*Written instruction*
How many lines in the listing below contain the string “curly”? Reply with the number alone.

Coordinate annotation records
+++++

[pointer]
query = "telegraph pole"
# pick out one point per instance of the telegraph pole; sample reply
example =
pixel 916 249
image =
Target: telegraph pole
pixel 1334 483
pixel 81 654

+++++

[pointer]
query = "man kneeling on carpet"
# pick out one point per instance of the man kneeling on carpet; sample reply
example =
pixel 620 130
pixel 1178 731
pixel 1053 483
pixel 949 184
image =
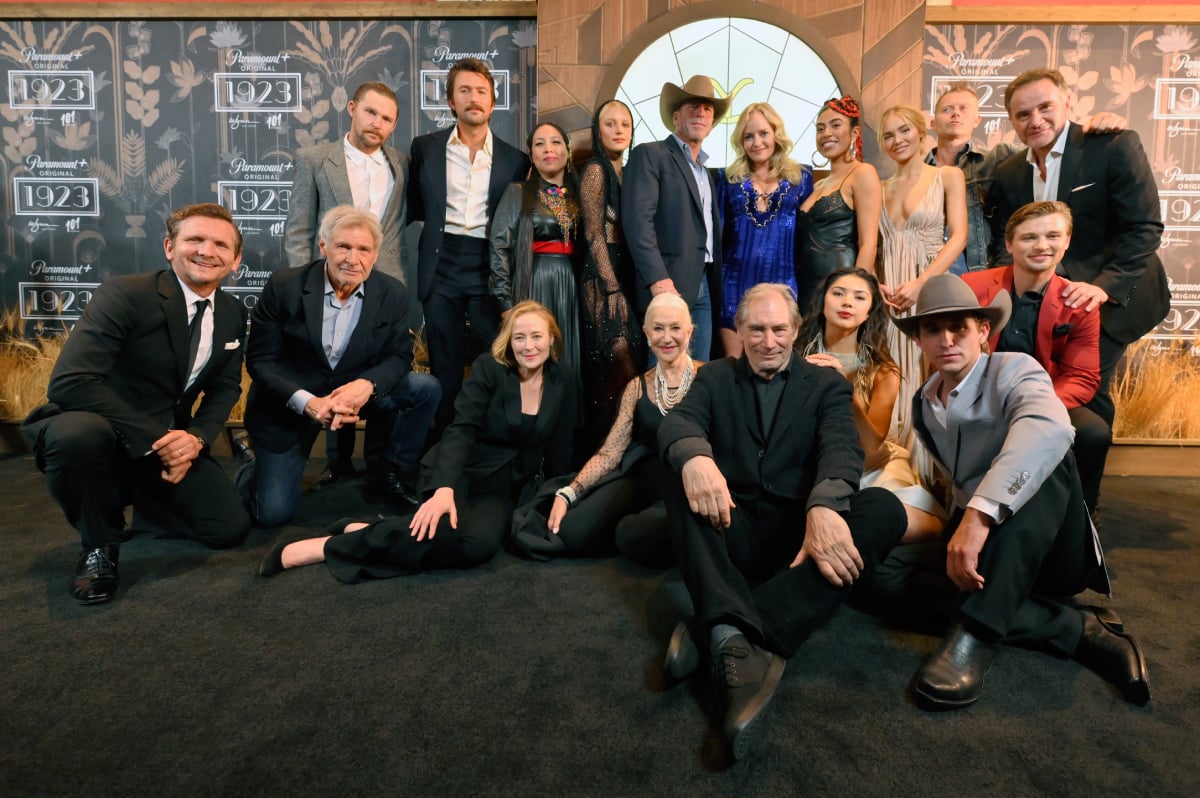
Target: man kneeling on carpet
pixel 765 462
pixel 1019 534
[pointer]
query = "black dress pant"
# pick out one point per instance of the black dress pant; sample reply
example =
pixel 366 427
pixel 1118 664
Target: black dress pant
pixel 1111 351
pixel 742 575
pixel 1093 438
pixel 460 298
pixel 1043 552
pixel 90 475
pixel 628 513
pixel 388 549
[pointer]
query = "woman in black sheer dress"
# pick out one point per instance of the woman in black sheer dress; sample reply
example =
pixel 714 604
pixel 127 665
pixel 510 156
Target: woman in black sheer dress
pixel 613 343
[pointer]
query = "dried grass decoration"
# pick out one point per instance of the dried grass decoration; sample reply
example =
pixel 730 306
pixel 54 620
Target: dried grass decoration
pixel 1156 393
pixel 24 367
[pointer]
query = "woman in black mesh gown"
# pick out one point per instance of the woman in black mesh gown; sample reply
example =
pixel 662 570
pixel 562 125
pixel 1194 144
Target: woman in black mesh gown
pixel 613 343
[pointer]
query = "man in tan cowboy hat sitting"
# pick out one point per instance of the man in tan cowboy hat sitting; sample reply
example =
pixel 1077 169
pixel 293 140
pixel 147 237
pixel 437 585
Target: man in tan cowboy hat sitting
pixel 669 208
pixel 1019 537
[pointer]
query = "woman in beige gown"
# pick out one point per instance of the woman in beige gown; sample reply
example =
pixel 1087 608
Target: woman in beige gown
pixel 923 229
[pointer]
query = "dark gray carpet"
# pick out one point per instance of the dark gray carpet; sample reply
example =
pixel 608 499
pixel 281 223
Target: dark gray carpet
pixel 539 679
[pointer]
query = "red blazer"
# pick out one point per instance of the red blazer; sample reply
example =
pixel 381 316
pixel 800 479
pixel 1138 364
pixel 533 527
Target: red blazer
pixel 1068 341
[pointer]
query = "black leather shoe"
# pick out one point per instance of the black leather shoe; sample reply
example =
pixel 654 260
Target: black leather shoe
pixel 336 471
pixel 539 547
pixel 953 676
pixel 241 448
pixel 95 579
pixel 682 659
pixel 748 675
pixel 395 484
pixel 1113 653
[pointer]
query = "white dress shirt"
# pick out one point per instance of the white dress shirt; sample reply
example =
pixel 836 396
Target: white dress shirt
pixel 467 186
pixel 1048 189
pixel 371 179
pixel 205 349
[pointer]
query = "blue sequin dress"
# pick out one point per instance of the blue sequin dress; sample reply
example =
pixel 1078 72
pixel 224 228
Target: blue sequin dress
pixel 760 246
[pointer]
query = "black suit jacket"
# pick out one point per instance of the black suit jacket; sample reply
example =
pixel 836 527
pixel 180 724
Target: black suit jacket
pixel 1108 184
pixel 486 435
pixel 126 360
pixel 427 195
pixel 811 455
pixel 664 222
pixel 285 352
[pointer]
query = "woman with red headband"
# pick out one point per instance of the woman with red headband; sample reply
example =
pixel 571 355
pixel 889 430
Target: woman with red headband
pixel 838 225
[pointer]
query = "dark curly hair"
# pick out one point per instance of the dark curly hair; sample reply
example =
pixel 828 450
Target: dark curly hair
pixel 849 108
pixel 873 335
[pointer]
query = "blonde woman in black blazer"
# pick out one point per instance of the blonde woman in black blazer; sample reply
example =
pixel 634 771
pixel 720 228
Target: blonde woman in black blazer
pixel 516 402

+++++

*Final result*
3